Short problem:
Count how many lines in the items below contain the string "jacket", matching case exactly, and give only that number.

============

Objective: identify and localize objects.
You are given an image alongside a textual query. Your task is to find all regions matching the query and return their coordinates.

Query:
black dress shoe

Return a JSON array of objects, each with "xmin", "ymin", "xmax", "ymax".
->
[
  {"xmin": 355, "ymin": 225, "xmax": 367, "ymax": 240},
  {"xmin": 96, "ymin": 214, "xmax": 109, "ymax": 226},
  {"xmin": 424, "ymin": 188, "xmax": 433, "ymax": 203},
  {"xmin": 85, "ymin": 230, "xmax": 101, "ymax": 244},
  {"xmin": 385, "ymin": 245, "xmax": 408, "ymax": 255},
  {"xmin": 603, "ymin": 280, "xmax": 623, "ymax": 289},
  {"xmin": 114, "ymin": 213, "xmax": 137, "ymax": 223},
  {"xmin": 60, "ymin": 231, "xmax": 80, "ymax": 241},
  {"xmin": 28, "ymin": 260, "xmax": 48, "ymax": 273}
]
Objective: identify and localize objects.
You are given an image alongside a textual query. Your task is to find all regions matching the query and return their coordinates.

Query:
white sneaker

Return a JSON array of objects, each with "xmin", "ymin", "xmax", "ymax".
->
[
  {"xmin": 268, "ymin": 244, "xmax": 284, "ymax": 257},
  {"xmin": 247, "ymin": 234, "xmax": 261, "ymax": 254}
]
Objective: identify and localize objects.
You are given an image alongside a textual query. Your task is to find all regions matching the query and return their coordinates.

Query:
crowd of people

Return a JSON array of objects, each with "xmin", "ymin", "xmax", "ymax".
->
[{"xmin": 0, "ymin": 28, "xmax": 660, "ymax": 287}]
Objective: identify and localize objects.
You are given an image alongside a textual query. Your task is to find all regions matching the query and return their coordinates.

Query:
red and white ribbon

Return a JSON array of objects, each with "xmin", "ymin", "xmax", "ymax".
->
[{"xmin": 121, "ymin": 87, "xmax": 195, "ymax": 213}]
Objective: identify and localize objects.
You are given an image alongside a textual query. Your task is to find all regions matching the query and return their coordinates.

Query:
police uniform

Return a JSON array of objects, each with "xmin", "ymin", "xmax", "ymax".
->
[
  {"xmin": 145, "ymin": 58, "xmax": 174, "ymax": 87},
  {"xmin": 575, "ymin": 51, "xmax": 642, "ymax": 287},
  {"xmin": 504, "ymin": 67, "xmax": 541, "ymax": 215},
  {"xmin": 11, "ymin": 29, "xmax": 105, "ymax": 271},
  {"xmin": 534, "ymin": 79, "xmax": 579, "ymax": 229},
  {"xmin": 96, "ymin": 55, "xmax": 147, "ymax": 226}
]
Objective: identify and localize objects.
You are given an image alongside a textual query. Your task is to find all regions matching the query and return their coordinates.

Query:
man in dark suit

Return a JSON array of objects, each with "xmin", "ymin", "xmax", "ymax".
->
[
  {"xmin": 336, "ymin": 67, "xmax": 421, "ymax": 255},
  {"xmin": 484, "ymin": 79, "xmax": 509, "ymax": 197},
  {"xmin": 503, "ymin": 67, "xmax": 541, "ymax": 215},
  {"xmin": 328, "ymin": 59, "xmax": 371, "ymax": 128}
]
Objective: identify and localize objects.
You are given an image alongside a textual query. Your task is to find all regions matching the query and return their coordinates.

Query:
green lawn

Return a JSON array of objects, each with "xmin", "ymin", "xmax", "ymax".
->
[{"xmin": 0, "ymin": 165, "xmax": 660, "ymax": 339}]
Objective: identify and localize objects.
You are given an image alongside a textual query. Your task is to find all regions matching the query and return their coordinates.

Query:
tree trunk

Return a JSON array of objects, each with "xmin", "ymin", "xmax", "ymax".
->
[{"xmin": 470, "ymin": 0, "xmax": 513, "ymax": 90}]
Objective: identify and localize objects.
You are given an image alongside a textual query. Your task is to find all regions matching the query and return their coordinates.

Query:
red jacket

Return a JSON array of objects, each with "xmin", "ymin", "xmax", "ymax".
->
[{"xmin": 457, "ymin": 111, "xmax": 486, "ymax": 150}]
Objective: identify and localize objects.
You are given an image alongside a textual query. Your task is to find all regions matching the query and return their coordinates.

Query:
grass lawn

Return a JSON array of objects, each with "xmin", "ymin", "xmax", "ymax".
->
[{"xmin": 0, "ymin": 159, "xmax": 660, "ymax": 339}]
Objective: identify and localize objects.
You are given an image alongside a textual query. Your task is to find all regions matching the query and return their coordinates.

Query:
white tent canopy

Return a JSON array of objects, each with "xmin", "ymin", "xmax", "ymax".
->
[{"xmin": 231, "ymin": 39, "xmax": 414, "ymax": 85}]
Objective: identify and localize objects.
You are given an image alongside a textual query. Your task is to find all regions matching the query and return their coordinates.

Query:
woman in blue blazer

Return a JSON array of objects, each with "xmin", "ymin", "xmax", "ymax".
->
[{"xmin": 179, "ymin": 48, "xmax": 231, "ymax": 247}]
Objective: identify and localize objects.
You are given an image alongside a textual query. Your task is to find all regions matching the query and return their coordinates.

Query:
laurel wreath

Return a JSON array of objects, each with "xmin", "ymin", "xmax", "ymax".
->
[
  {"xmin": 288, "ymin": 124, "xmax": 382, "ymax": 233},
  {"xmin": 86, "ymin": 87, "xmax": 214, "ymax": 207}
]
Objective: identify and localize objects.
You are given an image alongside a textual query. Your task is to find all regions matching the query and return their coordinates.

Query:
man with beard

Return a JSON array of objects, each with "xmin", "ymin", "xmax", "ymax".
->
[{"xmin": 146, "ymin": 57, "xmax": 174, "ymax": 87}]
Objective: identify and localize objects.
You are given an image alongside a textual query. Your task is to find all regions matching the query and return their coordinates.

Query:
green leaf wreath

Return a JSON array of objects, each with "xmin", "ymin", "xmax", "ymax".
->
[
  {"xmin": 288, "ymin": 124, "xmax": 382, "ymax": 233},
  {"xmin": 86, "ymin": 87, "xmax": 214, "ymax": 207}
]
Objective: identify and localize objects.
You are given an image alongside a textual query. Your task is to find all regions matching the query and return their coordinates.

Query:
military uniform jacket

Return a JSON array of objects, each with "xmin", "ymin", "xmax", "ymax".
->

============

Written solution:
2